=== Task brief ===
From the entries, copy out every line in which the word "trousers" is found.

=== The input ===
======

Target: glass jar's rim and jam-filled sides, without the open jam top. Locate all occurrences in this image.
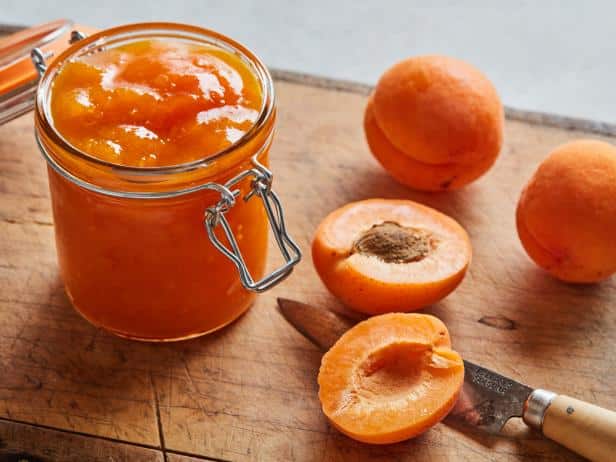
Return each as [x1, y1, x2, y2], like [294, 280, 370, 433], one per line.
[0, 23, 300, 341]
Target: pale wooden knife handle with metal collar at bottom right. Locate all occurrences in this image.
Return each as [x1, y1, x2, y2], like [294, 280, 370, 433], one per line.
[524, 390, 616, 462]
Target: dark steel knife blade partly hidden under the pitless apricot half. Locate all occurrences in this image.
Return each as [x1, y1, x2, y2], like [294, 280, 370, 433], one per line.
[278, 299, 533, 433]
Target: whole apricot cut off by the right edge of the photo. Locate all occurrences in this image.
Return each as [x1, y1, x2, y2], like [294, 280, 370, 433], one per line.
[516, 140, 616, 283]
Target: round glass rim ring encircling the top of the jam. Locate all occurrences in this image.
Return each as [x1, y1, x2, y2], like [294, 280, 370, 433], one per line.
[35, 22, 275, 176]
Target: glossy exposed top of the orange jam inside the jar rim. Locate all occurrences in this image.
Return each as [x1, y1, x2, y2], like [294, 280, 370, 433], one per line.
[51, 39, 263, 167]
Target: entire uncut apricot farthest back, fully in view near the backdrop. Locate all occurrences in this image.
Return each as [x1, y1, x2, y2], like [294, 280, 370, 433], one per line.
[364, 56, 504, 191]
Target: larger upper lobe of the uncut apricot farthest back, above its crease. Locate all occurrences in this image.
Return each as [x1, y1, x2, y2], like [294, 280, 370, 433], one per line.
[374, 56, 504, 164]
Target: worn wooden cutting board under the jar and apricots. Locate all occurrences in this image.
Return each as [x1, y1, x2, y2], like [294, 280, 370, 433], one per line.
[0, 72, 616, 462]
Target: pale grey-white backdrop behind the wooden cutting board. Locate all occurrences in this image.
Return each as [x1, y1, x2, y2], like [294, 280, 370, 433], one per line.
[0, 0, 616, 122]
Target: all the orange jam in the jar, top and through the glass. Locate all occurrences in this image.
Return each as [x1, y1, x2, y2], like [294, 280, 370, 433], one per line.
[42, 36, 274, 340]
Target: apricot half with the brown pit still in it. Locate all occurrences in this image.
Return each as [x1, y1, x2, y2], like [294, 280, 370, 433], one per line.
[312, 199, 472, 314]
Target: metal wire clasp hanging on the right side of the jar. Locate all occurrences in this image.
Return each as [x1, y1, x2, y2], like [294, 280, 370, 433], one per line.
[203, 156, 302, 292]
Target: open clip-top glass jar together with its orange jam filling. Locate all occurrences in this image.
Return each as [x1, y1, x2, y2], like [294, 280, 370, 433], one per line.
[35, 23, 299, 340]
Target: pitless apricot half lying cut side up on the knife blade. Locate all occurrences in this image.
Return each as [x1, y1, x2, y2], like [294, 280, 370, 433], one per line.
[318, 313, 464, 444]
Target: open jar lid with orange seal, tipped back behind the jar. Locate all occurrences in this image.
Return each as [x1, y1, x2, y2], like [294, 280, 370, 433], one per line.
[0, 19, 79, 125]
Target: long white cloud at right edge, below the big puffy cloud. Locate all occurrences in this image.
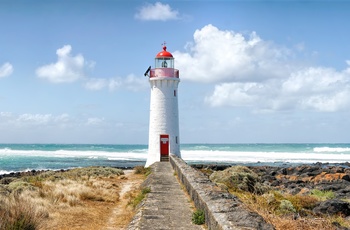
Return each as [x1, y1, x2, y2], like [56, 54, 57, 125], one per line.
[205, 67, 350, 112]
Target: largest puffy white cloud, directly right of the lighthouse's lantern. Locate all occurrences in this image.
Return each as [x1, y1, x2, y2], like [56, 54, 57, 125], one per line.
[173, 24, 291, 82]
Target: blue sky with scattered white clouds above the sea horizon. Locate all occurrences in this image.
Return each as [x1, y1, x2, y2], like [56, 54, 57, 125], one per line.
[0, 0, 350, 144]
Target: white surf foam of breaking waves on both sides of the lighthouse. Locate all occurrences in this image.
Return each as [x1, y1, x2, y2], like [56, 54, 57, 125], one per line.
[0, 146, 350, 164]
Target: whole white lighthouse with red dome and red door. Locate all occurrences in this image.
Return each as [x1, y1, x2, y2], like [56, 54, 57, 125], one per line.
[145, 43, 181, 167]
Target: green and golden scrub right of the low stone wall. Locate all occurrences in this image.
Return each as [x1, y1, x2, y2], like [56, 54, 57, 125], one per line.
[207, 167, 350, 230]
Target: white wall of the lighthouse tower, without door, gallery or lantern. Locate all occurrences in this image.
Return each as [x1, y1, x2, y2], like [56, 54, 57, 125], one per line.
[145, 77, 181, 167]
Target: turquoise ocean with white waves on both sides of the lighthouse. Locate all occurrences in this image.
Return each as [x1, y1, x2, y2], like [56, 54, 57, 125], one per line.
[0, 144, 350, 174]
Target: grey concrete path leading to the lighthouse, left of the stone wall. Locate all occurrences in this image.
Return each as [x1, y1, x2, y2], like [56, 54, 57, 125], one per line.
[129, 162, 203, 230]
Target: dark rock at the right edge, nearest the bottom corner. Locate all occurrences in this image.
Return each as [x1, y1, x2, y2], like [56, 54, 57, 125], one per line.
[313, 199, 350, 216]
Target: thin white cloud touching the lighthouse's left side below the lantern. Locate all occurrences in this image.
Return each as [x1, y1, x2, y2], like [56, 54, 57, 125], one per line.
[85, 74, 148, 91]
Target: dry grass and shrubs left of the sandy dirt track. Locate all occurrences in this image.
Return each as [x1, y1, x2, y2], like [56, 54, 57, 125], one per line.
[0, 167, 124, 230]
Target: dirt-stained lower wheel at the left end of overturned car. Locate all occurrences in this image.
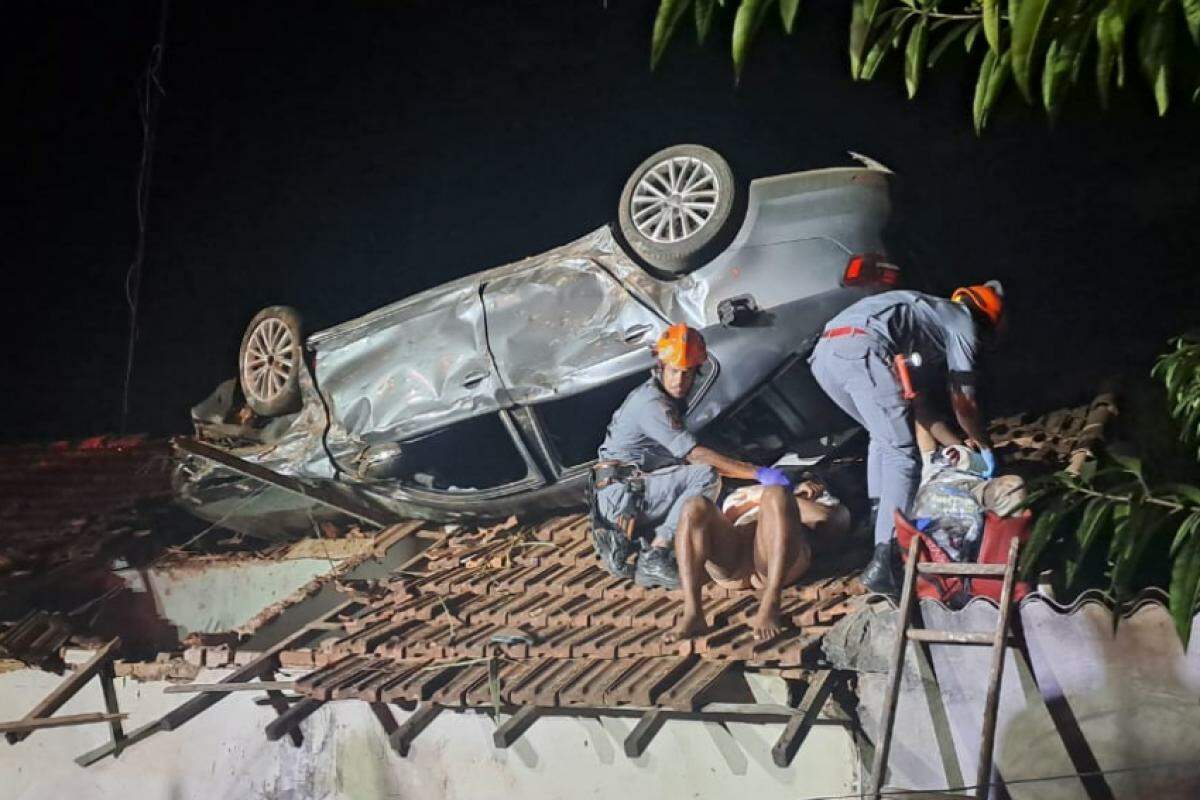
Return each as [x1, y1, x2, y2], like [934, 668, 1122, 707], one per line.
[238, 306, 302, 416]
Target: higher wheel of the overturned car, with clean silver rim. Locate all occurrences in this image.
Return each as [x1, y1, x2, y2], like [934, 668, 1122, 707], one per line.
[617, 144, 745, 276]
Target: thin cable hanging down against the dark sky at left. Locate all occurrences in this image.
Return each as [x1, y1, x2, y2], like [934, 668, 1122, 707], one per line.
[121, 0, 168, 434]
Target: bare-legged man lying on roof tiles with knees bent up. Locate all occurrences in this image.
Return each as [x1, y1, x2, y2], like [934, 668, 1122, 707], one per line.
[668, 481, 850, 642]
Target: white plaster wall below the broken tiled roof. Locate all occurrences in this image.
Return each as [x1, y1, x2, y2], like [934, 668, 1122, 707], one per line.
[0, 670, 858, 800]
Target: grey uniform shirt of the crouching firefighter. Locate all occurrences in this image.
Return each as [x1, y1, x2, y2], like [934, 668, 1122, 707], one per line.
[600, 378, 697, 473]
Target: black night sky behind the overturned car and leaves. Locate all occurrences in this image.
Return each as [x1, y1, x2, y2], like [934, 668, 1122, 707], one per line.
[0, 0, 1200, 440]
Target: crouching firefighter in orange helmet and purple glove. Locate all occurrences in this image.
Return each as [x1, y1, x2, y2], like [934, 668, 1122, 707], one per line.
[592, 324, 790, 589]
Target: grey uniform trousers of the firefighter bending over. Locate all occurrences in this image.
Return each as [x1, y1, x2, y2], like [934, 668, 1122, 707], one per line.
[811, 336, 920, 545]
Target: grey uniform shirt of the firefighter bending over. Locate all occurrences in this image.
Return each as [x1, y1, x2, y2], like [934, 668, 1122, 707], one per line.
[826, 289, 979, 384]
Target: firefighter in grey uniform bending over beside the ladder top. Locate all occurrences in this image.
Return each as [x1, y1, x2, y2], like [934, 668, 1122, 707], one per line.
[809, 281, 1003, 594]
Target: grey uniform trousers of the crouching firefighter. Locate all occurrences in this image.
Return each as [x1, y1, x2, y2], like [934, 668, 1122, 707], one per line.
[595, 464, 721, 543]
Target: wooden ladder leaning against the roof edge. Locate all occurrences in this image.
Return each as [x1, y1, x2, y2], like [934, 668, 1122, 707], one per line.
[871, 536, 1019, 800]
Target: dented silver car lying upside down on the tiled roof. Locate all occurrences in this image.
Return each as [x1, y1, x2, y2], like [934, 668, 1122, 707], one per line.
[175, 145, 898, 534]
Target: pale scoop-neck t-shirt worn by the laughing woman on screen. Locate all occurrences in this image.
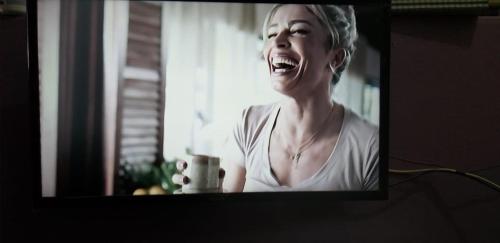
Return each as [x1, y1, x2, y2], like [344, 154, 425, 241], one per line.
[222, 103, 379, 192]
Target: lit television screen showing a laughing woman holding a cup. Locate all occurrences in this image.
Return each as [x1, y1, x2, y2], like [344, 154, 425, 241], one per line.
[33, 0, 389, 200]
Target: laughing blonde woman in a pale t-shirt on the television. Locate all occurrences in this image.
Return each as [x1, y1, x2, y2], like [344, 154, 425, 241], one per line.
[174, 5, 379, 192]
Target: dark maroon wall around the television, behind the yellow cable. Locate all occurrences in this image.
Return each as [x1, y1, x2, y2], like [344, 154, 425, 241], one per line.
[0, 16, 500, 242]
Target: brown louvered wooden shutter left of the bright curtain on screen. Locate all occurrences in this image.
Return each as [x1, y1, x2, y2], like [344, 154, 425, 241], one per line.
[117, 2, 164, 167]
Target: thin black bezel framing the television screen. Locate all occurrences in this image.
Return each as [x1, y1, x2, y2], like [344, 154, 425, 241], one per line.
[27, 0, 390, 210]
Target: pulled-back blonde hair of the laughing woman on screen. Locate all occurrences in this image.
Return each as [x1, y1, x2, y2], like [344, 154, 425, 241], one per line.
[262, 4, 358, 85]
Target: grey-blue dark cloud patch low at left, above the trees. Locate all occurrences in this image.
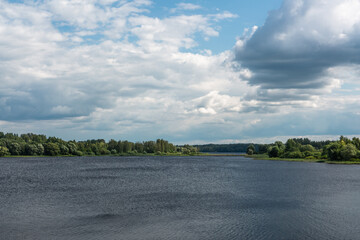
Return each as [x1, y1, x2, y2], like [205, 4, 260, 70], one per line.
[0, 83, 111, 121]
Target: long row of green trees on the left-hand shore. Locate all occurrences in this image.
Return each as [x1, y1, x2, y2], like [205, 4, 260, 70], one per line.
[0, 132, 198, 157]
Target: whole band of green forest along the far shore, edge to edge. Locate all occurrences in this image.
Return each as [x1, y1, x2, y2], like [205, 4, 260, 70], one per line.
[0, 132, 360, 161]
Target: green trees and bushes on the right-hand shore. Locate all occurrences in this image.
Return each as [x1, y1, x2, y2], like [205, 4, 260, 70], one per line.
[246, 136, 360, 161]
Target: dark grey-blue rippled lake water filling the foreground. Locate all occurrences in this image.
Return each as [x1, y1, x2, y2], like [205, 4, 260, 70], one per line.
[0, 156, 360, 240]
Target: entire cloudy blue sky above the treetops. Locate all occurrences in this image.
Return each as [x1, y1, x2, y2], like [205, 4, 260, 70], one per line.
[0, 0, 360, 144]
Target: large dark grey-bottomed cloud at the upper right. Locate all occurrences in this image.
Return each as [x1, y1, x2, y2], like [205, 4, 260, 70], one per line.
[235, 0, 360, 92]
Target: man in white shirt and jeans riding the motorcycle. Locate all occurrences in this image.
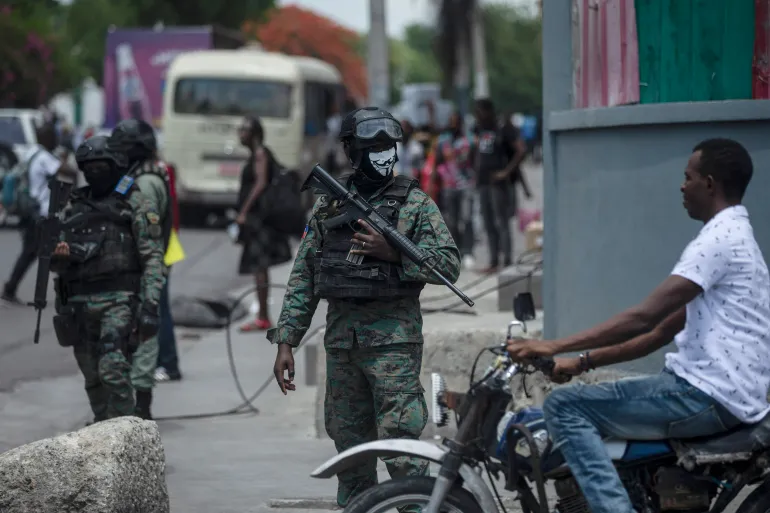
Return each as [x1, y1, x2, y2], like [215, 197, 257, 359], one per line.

======

=== Exercise result ===
Target: grey uniform trousers of the firefighter bending over. Locate all occurrences in this image.
Target: grey uniform trousers of the crouching firefighter. Locate all occurrences in this image.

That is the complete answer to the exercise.